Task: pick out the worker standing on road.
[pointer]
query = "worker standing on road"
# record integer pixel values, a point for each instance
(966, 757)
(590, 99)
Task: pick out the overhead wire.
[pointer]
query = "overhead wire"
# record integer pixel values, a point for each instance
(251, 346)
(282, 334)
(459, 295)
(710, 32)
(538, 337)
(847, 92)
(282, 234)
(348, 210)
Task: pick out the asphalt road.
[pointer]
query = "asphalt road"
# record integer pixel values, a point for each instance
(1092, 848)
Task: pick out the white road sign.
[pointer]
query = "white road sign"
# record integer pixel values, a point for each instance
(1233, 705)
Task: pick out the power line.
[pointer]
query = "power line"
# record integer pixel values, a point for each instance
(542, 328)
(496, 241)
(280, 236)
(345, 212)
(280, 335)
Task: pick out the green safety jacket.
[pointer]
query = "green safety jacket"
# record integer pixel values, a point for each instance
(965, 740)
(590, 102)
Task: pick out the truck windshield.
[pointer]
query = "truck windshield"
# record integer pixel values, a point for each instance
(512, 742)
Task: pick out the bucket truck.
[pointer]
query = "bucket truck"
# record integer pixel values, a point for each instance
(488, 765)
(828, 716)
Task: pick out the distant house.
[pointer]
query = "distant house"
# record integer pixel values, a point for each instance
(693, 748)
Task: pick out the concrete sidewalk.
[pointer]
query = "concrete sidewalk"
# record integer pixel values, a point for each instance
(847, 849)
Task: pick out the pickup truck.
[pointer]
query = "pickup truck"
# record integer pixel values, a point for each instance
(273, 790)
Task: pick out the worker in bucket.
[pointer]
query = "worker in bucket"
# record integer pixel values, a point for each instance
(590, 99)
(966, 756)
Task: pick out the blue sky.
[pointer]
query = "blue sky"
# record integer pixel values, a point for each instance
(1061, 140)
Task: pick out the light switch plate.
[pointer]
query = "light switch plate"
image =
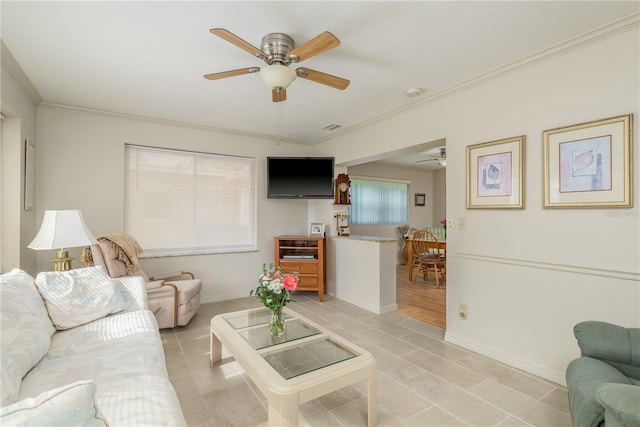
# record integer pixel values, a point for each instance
(462, 223)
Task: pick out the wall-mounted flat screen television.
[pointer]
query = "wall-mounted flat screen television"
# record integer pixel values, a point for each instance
(300, 177)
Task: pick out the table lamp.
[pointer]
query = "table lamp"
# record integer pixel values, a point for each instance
(59, 230)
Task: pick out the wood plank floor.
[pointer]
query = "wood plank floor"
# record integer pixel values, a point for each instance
(421, 300)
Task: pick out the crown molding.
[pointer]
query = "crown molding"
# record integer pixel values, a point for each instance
(581, 41)
(10, 64)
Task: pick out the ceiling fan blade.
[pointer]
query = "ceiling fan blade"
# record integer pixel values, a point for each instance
(317, 45)
(279, 95)
(231, 73)
(233, 39)
(322, 78)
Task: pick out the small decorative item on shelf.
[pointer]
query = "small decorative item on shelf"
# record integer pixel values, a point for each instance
(444, 225)
(273, 291)
(402, 231)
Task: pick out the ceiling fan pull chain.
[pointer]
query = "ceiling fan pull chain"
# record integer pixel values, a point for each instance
(280, 122)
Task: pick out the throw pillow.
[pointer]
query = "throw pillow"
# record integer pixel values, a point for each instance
(70, 405)
(76, 297)
(25, 331)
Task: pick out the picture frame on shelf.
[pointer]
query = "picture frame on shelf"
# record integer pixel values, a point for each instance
(588, 165)
(495, 174)
(316, 229)
(29, 174)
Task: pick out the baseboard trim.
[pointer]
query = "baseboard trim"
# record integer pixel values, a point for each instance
(507, 358)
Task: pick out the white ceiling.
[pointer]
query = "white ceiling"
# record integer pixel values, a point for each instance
(147, 58)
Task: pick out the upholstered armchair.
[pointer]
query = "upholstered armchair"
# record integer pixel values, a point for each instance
(604, 383)
(174, 297)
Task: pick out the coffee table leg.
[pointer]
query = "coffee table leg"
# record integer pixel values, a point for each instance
(215, 354)
(372, 396)
(284, 410)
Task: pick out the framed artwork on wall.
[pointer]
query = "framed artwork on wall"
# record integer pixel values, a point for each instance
(29, 174)
(588, 165)
(316, 229)
(495, 174)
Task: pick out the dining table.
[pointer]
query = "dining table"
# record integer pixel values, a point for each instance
(442, 246)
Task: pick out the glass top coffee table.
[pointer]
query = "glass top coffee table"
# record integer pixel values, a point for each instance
(307, 362)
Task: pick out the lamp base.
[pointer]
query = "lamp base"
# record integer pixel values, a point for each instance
(62, 261)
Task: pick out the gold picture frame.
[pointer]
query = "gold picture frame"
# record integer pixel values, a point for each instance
(588, 165)
(495, 174)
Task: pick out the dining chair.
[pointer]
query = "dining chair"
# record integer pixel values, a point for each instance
(429, 256)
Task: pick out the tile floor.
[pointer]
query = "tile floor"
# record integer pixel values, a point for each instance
(422, 381)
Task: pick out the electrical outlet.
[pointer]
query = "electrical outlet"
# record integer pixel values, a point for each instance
(462, 311)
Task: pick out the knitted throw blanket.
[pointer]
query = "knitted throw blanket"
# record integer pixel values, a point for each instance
(126, 247)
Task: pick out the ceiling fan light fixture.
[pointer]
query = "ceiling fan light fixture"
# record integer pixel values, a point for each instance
(277, 76)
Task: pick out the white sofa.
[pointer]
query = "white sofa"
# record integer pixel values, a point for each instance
(60, 369)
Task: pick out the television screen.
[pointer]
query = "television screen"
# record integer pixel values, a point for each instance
(300, 177)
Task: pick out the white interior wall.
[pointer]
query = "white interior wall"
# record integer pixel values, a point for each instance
(19, 108)
(529, 275)
(81, 166)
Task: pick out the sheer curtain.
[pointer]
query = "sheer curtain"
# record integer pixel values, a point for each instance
(378, 202)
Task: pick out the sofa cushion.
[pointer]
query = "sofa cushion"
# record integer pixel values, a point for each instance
(70, 405)
(123, 355)
(614, 344)
(76, 297)
(584, 375)
(621, 403)
(25, 331)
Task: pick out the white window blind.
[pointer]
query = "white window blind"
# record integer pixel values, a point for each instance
(181, 202)
(376, 202)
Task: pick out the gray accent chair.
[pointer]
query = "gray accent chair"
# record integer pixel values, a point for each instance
(604, 383)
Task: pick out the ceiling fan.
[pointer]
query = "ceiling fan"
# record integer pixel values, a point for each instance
(278, 52)
(442, 158)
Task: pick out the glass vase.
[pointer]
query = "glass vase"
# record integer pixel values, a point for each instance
(276, 324)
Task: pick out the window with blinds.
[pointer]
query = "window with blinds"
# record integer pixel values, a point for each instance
(375, 202)
(182, 202)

## [What you will do]
Go through the listing above and state how many of its lines contain "trim", with no other words.

## [Answer to the problem]
2